◆ **Passage to read**
________________________________________
# Bedding?



## RemudaOne (Jan 14, 2013)

What bedding do you all like in the lambing pens and jugs?


----------



## bonbean01 (Jan 14, 2013)

There is no straw in our area, which I would prefer...so...use left over hay from last year for bedding, never moldy hay.  I've stayed away from anything dusty like sawdust.

Interested to see what other people use for bedding.


----------



## Four Winds Ranch (Jan 14, 2013)

I use straw and or hay! I perfer straw, it is usually more absorbant, lighter and easier to keep things clean.


----------



## finns&fjords (Jan 15, 2013)

I use grass straw, though I think I might splurge on some pretty oat straw for the first week or so after lambing. I think it's warmer and more absorbent than the grass stuff. While using grass straw last year I found that putting a thin layer of bedding pellets under the straw, it was much drier and easier to clean. 
So excited for lambs!!
________________________________________
◆ **Exercise directions**
In the bedding thread, what did finns&fjords find happened when a thin layer of bedding pellets went under the grass straw?
________________________________________
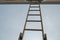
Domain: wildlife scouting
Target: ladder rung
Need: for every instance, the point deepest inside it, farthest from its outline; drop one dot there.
(33, 29)
(34, 10)
(34, 6)
(33, 20)
(34, 14)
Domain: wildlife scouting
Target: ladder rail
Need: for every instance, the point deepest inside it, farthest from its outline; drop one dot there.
(42, 29)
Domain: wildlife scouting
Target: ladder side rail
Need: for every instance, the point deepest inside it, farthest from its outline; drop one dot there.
(41, 23)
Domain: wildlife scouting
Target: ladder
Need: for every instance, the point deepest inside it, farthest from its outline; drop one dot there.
(31, 10)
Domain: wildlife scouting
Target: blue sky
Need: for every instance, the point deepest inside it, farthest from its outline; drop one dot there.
(13, 16)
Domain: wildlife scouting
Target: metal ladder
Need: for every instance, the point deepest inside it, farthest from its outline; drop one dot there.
(25, 29)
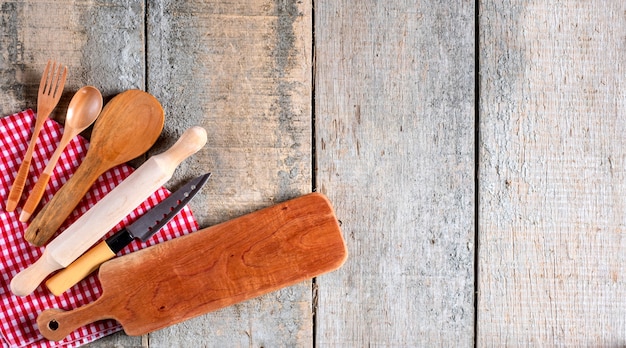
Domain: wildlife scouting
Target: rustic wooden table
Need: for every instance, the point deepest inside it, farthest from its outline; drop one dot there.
(474, 152)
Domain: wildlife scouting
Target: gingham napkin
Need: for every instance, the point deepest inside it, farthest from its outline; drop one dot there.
(18, 314)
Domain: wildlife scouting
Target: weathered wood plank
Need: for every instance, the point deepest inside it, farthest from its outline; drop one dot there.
(552, 174)
(241, 69)
(395, 154)
(76, 33)
(79, 34)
________________________________________
◆ **Exercise solution**
The bedding was much drier and easier to clean.